• _THE TASK_
Extract the records below word for word and ignore the images.
START GIVEN INFORMATION
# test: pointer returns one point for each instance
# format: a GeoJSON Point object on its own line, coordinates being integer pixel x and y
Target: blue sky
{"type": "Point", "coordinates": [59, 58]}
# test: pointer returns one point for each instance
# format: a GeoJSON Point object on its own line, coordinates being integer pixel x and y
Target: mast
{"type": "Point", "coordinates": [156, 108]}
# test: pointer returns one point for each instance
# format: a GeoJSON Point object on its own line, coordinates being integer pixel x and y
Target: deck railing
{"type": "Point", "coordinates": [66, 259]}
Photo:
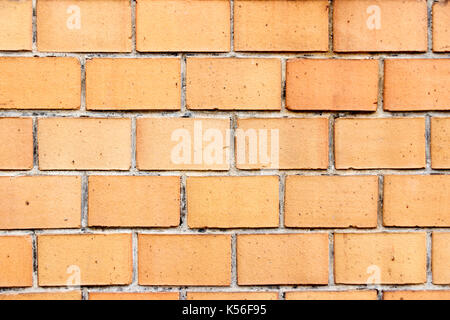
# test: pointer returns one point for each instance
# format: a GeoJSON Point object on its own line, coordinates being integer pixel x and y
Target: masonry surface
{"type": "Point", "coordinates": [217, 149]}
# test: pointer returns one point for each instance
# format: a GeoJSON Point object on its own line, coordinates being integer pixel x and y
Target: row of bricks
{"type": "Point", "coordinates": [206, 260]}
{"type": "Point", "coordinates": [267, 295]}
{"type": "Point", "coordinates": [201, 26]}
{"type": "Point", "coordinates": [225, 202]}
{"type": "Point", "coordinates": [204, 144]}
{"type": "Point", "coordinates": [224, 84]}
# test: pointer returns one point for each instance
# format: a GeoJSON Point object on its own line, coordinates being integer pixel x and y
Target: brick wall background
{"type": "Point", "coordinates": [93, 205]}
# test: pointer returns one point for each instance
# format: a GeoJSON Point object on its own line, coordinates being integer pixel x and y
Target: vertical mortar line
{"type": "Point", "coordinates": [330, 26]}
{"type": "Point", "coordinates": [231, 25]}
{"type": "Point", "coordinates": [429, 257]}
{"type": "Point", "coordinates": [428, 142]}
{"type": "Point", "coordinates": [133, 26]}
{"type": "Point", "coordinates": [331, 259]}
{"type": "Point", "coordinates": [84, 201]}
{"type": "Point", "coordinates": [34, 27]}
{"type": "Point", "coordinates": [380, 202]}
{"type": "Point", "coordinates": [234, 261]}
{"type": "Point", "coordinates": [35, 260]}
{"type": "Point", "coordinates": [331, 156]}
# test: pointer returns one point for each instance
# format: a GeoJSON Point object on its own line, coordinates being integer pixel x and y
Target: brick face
END GIVEN INFORMATION
• _WORKED SOLUTION_
# test: pointer returns one point for each instance
# format: a GeoJSON Point object on its own line, coordinates being integer pixel x and y
Target: blue sky
{"type": "Point", "coordinates": [59, 58]}
# test: pointer returns one point for each instance
# format: a GeoJSON Point object on its own line, coordinates being integer pixel x and y
Target: mast
{"type": "Point", "coordinates": [156, 108]}
# test: pointer returns one point for each instance
# format: a GeoJSON Point object on its own line, coordinates being integer pixel x and y
Target: deck railing
{"type": "Point", "coordinates": [66, 259]}
Photo:
# test: pointer returns one point for each instance
# format: a GeoJSON Point object on its own line, coordinates being integer pixel x and y
Target: masonry surface
{"type": "Point", "coordinates": [217, 149]}
# test: pointer returns one point for each instance
# format: a GeoJSON Point object on its own line, coordinates being integer pixel x and y
Target: row of bricks
{"type": "Point", "coordinates": [206, 260]}
{"type": "Point", "coordinates": [267, 295]}
{"type": "Point", "coordinates": [201, 26]}
{"type": "Point", "coordinates": [225, 202]}
{"type": "Point", "coordinates": [204, 144]}
{"type": "Point", "coordinates": [224, 84]}
# test: pointer returns one point for each instance
# format: a GeoJSON Point object on its own line, coordinates being integer pixel x and y
Target: brick wall background
{"type": "Point", "coordinates": [93, 205]}
# test: pointer returns one point for each instance
# format: a GeoJSON Point object on its own line, coordinates being integer pixel x and y
Target: vertical mortar line
{"type": "Point", "coordinates": [330, 26]}
{"type": "Point", "coordinates": [231, 25]}
{"type": "Point", "coordinates": [429, 257]}
{"type": "Point", "coordinates": [428, 142]}
{"type": "Point", "coordinates": [133, 26]}
{"type": "Point", "coordinates": [331, 259]}
{"type": "Point", "coordinates": [84, 201]}
{"type": "Point", "coordinates": [34, 27]}
{"type": "Point", "coordinates": [380, 202]}
{"type": "Point", "coordinates": [234, 261]}
{"type": "Point", "coordinates": [35, 260]}
{"type": "Point", "coordinates": [331, 156]}
# test: pointer returns one point for each instance
# format: a GeoJSON Point object on its own line, coordinates being integer pixel x and y
Target: brick face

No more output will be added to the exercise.